**Tâche 1**. Recopiez fidèlement les lignes des données fournies, du début jusqu'à la ligne contenant « positive clicks: (107, 323) (118, 320) » incluse, sans reproduire les images.

**Texte fourni**.
>>>>
Installé le 21 janvier 2020, le Conseil National de l’Education (CNE) a bouclé quatre années d’activités intenses au service de l’éducation nationale. Avec un Bureau exécutif disponible et engagé, une Assemblée plénière volontaire, l’organe supérieur du système éducatif a accompli, en toute discrétion, des prouesses pour la performance du secteur sous le leadership d’un intellectuel chevronné, le Professeur Noël Ahonagnon Gbaguidi. Titulaire des universités du CAMES, professeur agrégé de droit privé, l’actuel président du CNE s’est ouvert à votre Journal Educ’Action. Bilan, réformes, perspectives…tout y passe ! Entretien.
Educ’Action : Quels sont les grands résultats que nous pouvons retenir du premier mandat du CNE ?
Pr Noël Gbaguidi : Le CNE, dans sa forme actuelle, est le fruit d’une profonde mutation. Cette grande institution a été créée en 2003 par la loi portant orientation de l’éducation nationale. Tirant leçon des insuffisances du passé, le CNE a été profondément réaménagé par le gouvernement actuel. Il en a fait une véritable institution. Il a affirmé que le CNE est l’organe supérieur du système éducatif. En conséquence, il l’a doté de pouvoirs très forts : Pouvoir d’orientation, de coordination, de suivi-évaluation et de décision ! Pour les grands résultats de notre premier mandat, on peut les décliner à travers ces divers pouvoirs.
<<<<
**Données fournies**.
>>>>
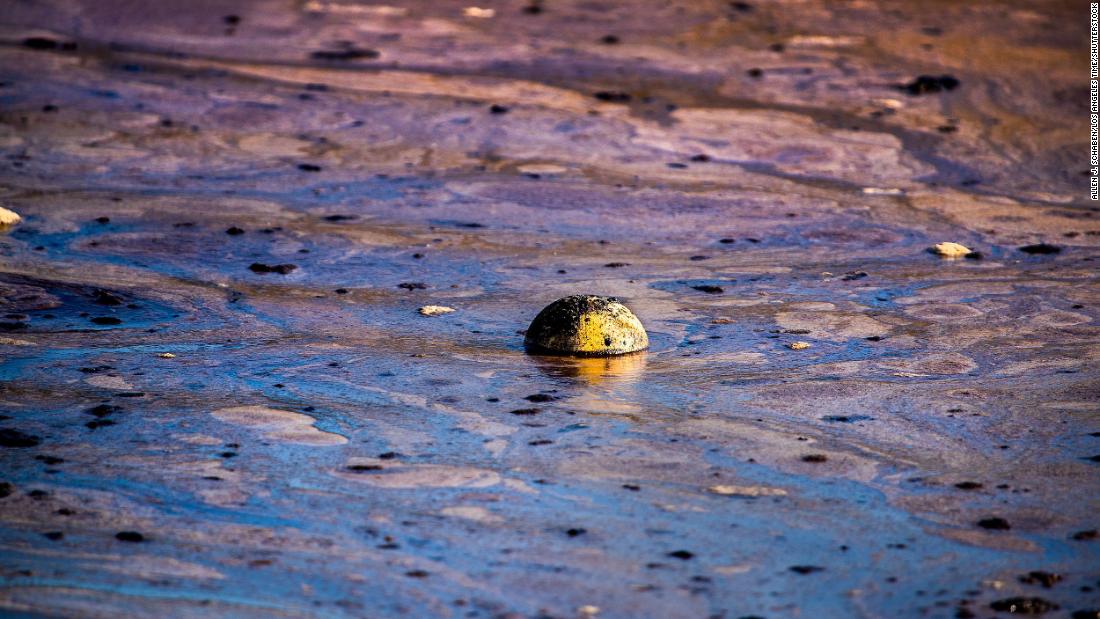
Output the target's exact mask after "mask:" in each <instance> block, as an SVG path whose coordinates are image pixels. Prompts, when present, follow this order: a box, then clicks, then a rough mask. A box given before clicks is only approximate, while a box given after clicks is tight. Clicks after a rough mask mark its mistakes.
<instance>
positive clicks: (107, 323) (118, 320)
mask: <svg viewBox="0 0 1100 619" xmlns="http://www.w3.org/2000/svg"><path fill="white" fill-rule="evenodd" d="M91 322H94V323H95V324H122V321H121V320H120V319H118V318H114V317H113V316H97V317H96V318H92V319H91Z"/></svg>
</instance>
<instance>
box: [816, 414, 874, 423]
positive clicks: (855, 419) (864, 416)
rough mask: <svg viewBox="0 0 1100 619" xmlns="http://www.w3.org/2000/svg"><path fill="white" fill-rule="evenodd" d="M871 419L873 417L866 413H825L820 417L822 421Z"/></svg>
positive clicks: (873, 418)
mask: <svg viewBox="0 0 1100 619" xmlns="http://www.w3.org/2000/svg"><path fill="white" fill-rule="evenodd" d="M871 419H875V418H873V417H868V416H866V414H826V416H825V417H823V418H822V421H829V422H833V423H855V422H857V421H870V420H871Z"/></svg>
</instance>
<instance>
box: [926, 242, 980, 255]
mask: <svg viewBox="0 0 1100 619" xmlns="http://www.w3.org/2000/svg"><path fill="white" fill-rule="evenodd" d="M928 251H931V252H932V253H934V254H936V255H937V256H941V257H945V258H960V257H963V256H965V255H967V254H969V253H971V252H970V247H967V246H966V245H960V244H959V243H952V242H949V241H947V242H944V243H936V244H935V245H933V246H932V247H931V248H930V250H928Z"/></svg>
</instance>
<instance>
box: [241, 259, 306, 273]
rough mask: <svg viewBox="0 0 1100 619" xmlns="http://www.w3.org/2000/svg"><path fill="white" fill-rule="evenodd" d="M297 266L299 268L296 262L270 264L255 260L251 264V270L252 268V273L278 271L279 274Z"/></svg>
mask: <svg viewBox="0 0 1100 619" xmlns="http://www.w3.org/2000/svg"><path fill="white" fill-rule="evenodd" d="M296 268H298V265H295V264H275V265H270V264H263V263H257V262H254V263H252V264H250V265H249V270H251V272H252V273H277V274H279V275H286V274H288V273H290V272H292V270H295V269H296Z"/></svg>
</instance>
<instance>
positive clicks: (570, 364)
<<<<
**Tâche 2**. Rédigez la suite de l'entretien sur le Conseil National de l'Éducation, à partir de sa dernière phrase.

**Réponse 1**.
Output the target's exact mask after "mask:" in each <instance> block, as an SVG path whose coordinates are image pixels. Prompts, when present, follow this order: a box, then clicks, then a rough mask. A box given before clicks is only approximate, while a box given after clicks is tight. Clicks after a rough mask mark its mistakes.
<instance>
positive clicks: (107, 323) (118, 320)

**Réponse 2**.
En ce qui concerne le pouvoir d’orientation, le CNE a produit des directives et des avis. Ces avis sont consultatifs ou conformes. Les avis consultatifs du CNE ne lient pas les demandeurs. Mais le constat est que les avis sont généralement suivis en raison de leur pertinence ou si vous voulez, en raison de l’autorité de la raison. Pour les avis conformes, il existe des matières dans lesquelles, les grands acteurs doivent se référer au CNE. En matière de mutation du personnel, en matière de nomination des responsables, les ministres, par exemple, doivent demander l’avis du CNE et cet avis est conforme. Le sens de l’avis conforme, contrairement à l’avis facultatif, est que l’avis lie le demandeur. Par le pouvoir d’orientation, le CNE a encadré, au cours de son premier mandat, beaucoup de documents de politiques et de stratégies avec les ministères. Le CNE a également conduit beaucoup d’études prospectives comme l’étude sur les statuts-types des universités publiques, le temps scolaire dont vous verrez très prochainement des formes de sa mise en œuvre, l’évaluation des écoles doctorales, la mise en œuvre de la stratégie de l’Enseignement et la Formation Techniques et Professionnels.
Que retenir du pouvoir de la coordination ?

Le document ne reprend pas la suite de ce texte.